◆ GIVEN INSTRUCTION
Find every line in the entries below that contains the word "white", and copy each one out. Case counts.

◆ DATA TO USE
───

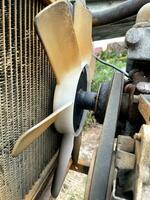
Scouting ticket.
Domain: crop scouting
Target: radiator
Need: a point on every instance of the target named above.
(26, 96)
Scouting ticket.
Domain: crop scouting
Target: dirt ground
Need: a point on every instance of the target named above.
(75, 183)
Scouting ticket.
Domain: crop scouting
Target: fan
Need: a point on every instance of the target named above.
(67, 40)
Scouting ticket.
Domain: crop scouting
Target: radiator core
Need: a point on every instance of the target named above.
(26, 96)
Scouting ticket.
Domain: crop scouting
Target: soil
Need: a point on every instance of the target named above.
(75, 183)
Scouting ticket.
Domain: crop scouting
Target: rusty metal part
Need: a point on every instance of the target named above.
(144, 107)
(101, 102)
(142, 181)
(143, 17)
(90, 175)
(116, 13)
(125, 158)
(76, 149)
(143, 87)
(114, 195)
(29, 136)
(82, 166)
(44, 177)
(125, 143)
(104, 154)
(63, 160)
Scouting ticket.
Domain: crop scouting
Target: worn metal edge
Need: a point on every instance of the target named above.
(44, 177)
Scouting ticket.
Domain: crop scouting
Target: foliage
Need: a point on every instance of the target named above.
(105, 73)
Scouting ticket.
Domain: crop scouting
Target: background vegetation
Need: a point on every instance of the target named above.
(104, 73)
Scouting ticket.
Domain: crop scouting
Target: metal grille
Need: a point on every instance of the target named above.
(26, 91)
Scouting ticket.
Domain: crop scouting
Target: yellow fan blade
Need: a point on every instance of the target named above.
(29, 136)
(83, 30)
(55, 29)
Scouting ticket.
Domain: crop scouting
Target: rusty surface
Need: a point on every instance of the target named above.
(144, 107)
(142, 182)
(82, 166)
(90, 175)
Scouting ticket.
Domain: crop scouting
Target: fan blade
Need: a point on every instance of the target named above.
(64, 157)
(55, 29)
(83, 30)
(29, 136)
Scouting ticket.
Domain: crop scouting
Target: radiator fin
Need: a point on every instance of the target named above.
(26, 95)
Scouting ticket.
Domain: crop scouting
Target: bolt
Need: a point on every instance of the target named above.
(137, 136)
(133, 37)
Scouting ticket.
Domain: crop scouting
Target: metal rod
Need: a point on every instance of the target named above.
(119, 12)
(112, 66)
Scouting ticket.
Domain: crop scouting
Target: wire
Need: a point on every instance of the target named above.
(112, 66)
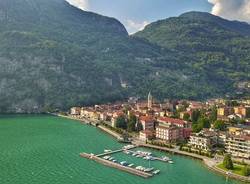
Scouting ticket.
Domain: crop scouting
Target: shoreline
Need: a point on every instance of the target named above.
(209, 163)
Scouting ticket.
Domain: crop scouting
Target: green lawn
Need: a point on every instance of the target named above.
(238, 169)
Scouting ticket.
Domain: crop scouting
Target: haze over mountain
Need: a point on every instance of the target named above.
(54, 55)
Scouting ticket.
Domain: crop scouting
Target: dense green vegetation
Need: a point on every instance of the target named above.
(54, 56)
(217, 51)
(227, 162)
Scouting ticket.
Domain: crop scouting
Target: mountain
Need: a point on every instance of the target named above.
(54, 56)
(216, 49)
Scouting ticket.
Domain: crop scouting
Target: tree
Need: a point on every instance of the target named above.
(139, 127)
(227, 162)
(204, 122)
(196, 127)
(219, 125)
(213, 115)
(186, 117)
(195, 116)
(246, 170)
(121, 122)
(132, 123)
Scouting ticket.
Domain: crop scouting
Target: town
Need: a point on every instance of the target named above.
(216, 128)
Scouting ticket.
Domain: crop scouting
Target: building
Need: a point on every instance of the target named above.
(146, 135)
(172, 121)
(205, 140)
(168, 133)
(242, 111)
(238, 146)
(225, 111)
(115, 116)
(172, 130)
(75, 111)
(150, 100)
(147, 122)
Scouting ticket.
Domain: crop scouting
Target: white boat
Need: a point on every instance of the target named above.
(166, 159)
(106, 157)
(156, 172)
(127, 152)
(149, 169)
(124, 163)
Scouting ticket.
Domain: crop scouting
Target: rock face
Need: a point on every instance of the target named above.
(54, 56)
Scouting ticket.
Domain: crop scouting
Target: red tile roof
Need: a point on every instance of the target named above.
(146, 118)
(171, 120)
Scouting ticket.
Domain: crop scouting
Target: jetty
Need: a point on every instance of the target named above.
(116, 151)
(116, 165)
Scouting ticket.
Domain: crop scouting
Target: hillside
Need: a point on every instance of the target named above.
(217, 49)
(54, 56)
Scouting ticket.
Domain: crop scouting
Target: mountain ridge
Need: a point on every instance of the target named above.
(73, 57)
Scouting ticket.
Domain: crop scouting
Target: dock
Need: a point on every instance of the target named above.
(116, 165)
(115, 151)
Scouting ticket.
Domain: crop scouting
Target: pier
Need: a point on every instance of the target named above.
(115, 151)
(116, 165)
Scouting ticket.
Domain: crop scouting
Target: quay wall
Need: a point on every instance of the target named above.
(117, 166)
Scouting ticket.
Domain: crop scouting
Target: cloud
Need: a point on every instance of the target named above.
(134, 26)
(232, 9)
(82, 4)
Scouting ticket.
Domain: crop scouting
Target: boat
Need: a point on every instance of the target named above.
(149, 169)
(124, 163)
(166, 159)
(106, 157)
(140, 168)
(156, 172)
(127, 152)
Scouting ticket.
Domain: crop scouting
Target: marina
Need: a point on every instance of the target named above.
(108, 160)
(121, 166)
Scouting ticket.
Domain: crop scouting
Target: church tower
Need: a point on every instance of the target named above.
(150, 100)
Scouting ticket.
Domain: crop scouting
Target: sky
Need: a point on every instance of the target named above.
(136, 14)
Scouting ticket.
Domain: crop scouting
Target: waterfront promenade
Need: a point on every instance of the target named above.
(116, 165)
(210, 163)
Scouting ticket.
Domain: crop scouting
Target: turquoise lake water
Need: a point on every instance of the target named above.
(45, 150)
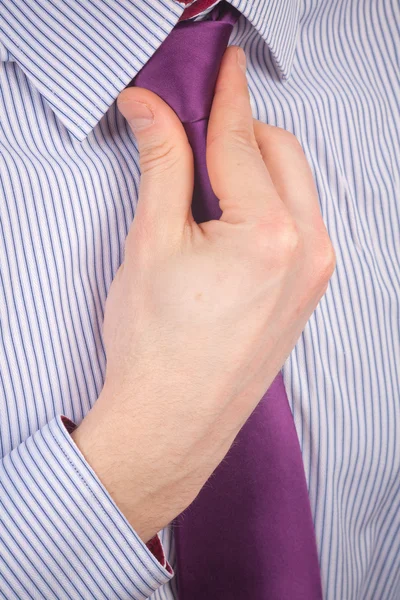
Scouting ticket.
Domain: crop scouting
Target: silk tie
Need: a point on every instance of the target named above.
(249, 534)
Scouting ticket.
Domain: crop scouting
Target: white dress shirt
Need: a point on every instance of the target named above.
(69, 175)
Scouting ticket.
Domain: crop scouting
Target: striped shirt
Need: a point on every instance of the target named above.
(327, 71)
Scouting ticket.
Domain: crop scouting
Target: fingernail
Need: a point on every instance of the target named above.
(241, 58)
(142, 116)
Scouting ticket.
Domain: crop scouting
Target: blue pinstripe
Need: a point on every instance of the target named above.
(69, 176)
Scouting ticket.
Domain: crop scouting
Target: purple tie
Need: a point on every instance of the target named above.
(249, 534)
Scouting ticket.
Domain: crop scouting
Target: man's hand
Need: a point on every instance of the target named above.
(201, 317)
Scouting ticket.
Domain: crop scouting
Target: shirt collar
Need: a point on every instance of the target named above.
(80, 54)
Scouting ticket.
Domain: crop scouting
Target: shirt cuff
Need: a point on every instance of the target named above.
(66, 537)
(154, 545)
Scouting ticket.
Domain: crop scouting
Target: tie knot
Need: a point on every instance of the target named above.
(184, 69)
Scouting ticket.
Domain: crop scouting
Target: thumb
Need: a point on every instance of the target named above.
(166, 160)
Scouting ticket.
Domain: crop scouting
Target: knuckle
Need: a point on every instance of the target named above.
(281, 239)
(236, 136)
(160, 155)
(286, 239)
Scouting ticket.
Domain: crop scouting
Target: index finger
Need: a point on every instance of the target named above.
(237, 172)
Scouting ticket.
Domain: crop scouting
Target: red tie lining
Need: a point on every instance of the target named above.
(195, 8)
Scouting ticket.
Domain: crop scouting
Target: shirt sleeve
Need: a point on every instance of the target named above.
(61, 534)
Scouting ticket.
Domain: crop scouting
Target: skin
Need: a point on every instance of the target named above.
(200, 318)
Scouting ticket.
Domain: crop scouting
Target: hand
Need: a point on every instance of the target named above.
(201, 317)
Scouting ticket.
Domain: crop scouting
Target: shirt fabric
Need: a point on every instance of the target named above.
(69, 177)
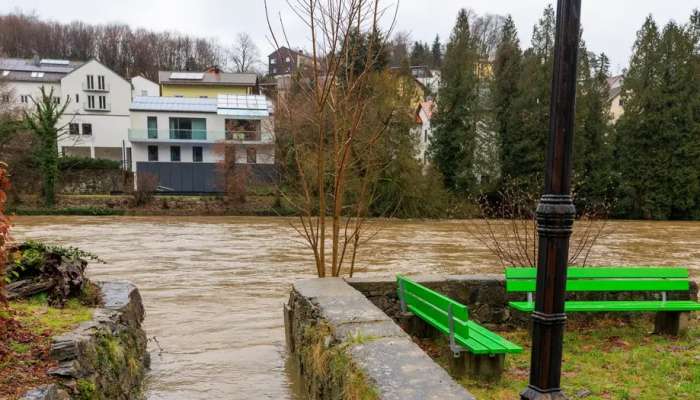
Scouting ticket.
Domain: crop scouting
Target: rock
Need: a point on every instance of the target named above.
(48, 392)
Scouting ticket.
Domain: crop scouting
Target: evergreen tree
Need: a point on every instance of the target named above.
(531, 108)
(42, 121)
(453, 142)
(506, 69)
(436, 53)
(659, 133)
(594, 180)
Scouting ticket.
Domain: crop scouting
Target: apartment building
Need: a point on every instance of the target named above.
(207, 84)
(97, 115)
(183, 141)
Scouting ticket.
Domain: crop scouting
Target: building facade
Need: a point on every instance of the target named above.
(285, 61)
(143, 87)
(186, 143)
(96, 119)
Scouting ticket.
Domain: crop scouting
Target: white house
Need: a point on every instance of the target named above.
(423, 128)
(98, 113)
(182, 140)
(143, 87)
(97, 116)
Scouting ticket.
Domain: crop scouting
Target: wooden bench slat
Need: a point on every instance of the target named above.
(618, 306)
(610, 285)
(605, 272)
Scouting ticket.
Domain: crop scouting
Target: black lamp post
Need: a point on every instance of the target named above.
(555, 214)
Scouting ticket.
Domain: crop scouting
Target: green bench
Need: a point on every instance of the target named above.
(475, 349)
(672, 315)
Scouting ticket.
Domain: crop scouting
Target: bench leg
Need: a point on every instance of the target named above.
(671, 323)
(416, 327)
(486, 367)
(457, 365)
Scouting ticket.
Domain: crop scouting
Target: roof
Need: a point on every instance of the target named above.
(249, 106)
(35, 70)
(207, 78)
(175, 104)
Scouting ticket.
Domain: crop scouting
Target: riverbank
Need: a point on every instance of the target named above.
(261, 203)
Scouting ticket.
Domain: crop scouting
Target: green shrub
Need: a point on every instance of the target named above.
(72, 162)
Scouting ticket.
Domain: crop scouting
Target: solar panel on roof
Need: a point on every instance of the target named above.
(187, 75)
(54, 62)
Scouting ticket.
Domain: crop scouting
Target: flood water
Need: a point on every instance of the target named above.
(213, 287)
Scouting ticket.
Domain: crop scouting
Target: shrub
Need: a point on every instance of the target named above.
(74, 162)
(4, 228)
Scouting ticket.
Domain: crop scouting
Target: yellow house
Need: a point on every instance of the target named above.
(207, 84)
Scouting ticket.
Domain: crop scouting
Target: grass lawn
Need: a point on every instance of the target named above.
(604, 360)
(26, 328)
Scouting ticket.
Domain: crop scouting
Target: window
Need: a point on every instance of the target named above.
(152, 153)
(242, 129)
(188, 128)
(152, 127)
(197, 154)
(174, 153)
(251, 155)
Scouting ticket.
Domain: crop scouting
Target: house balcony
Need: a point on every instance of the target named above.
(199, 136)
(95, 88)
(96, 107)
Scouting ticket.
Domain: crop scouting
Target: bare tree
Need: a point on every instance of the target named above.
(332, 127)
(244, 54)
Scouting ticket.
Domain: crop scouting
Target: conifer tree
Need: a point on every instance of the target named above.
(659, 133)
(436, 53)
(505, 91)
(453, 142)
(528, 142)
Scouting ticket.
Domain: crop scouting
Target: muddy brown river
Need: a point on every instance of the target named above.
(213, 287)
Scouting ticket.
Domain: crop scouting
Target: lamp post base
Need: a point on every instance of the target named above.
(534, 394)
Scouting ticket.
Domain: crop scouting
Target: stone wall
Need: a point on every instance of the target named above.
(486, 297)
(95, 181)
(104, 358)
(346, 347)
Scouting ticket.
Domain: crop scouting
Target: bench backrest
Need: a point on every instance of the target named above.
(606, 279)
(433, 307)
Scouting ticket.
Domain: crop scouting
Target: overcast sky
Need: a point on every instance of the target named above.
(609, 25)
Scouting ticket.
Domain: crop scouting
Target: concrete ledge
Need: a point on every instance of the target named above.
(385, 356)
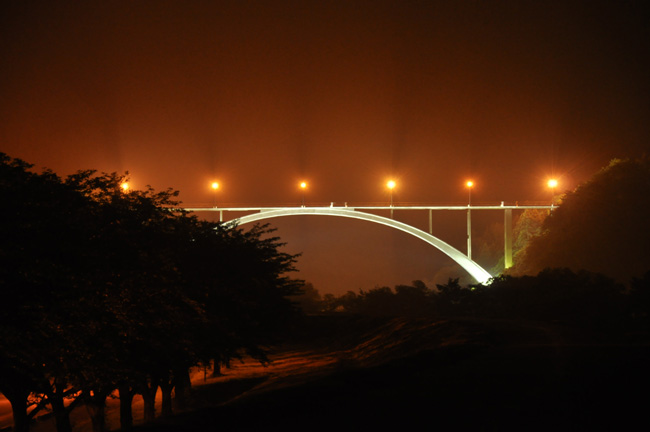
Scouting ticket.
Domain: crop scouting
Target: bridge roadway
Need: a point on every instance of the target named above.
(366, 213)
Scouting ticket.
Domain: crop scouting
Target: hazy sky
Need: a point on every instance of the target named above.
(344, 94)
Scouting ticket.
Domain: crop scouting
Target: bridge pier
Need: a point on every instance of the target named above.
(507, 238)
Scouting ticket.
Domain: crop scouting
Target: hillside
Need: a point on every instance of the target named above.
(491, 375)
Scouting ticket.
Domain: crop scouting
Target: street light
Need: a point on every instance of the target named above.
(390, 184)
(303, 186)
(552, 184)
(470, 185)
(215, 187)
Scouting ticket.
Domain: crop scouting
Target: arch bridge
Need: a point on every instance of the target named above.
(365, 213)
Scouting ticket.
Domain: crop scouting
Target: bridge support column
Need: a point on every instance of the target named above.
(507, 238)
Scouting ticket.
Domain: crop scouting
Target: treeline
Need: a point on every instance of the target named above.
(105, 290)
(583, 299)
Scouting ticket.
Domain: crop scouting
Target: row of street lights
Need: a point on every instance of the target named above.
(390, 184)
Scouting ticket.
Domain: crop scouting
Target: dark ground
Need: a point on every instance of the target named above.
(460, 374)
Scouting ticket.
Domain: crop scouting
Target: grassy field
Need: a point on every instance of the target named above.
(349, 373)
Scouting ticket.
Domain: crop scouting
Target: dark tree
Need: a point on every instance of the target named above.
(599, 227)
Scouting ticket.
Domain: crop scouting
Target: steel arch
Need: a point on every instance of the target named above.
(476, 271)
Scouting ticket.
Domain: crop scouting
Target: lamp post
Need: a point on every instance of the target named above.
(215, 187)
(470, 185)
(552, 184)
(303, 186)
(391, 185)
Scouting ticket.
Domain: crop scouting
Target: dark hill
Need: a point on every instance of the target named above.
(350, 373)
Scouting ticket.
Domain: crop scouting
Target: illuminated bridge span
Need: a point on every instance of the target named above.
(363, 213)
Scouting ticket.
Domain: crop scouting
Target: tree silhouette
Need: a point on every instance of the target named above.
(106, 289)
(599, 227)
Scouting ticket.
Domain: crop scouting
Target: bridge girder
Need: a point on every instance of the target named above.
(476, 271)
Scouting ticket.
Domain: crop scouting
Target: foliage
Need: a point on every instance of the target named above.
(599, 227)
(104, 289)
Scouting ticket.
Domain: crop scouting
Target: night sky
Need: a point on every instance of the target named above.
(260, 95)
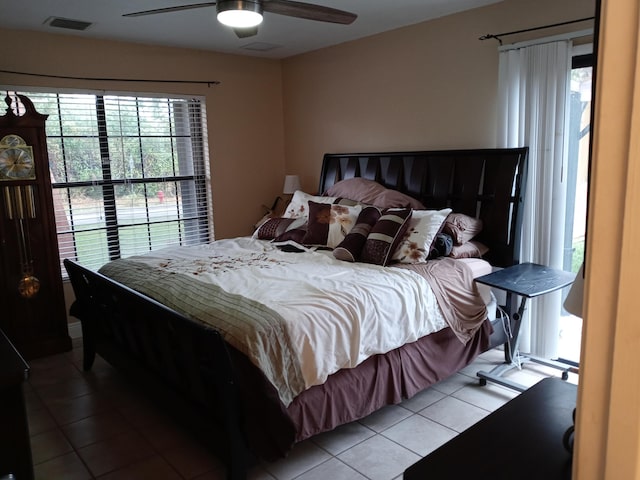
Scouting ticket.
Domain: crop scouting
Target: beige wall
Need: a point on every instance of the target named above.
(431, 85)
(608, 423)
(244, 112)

───

◆ FULL ANSWER
Target: white boat
Target: white dress shirt
Target: white house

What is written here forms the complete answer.